# What needs to be done
Pull out every line in the items below that contains the word "horizon". Case counts.

....

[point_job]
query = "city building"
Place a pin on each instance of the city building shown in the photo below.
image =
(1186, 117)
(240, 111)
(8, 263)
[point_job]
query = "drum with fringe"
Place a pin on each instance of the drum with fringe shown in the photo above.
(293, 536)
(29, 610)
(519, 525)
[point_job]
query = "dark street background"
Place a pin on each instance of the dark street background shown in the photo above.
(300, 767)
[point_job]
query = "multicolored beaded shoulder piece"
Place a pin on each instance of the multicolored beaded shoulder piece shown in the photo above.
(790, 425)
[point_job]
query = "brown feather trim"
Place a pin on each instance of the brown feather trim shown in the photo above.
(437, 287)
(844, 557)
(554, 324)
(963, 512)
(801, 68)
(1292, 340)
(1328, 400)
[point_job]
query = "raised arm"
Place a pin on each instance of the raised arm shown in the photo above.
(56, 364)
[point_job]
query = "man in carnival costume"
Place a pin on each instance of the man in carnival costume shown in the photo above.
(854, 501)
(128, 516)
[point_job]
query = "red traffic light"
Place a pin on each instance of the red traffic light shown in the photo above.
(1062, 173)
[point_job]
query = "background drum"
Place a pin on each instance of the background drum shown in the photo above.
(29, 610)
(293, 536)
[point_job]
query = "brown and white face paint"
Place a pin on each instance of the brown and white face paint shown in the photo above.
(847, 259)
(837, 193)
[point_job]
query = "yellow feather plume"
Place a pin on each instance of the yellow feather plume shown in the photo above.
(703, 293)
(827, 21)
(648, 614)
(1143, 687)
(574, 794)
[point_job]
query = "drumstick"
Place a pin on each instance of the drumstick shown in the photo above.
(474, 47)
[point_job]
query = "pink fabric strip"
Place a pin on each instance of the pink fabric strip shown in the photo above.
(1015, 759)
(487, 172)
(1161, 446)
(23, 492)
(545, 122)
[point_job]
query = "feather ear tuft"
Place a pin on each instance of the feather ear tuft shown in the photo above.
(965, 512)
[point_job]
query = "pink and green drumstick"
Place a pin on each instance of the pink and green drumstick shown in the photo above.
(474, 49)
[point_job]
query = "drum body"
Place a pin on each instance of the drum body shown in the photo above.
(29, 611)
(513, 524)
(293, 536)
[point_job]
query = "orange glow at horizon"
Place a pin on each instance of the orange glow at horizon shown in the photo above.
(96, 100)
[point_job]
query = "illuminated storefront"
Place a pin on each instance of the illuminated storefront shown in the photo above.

....

# Correct answer
query = "orange glow at horizon"
Place a pin on each instance of the orange glow at horizon shown in the photo above.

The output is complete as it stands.